● WRITTEN TASK 1:
List every ground of appeal given in the dismissal ruling passage below.

● PROVIDED PASSAGE:
-- Start --
The charge of gross insubordination is alleged to be non existent in the Code and to be different from the initial charge.  This said to have the effect of nullifying the hearing.

The respondent alleged that the applicant was playing with semantics and that the designated authority on appeal simply confirmed the dismissal and did not change the charge.

The Oxford Advanced Learner’s Dictionary, 7th edition, defines insubordination as

“the refusal to obey orders or show respect for somebody who has higher rank.”

It is synonymous to disobedience.

In my opinion, there is no material difference between wilful disobedience to a lawful order given by the employer and gross insubordination.

There is consequently no merit in this ground.

No evidence was led to prove the charge

The applicant argued that there was no evidence led to prove the charge.

The respondent counter – argued that the charge was duly proved.

I find that the charge being one of wilful disobedience to a lawful order to sign a lease agreement was not really denied by the applicant.  The question of Workers Committee minutes not having produced and whether or not the other employees signed in person or through their spouses does not assist the applicant.

Once it is established that the order given was lawful and the applicant deliberately and intentionally failed to comply with it with an intention to hold authority at defiance, then the offence is proved (see Chironda v Swift Transport 1996 (1) ZLR 142.

I find no basis why the respondent would be subjected to the requirement to consult the employees regarding issuing out leases in respect to its own houses.

Accordingly, there is no merit in the entire application for review which I dismiss with costs.

The Appeal

The background facts to this appeal are similar to those set out above under the application for review.

The grounds of appeal are as follows;

The Designated Authority misdirected itself in finding the order given by the supervisor as lawful.

Violating employee’s right of representation.

Appellant was targeted as the chairman of the workers committee.
-- End --
● WRITTEN TASK 2:
Locate each line of the records that contains the string "query" and copy it out. Case counts.

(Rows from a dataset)
-- Start --
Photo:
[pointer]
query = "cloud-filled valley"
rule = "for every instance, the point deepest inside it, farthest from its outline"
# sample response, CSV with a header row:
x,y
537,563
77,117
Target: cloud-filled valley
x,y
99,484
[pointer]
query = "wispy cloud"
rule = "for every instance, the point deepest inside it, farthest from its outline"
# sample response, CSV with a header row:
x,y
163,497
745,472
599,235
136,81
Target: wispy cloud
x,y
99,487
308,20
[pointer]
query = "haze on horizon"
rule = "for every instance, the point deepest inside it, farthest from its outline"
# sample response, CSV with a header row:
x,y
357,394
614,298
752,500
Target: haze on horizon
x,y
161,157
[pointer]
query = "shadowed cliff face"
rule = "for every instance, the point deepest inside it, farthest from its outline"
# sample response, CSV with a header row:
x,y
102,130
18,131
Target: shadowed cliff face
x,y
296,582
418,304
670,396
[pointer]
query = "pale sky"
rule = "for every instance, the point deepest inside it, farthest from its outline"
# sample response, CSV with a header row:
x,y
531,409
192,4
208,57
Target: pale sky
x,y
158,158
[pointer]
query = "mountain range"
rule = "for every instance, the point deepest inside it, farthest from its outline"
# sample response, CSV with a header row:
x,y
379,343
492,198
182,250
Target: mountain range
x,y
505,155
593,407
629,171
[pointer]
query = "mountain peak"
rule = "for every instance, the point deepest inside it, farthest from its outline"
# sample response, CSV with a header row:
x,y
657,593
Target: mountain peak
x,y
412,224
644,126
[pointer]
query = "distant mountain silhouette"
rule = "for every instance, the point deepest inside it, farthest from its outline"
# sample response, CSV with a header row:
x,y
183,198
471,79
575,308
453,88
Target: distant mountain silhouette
-- End --
● REPLY 1:
- The Designated Authority misdirected itself in finding the order given by the supervisor as lawful.
- Violating employee's right of representation.
- Appellant was targeted as the chairman of the workers committee.

● REPLY 2:
query = "cloud-filled valley"
query = "wispy cloud"
query = "haze on horizon"
query = "shadowed cliff face"
query = "pale sky"
query = "mountain range"
query = "mountain peak"
query = "distant mountain silhouette"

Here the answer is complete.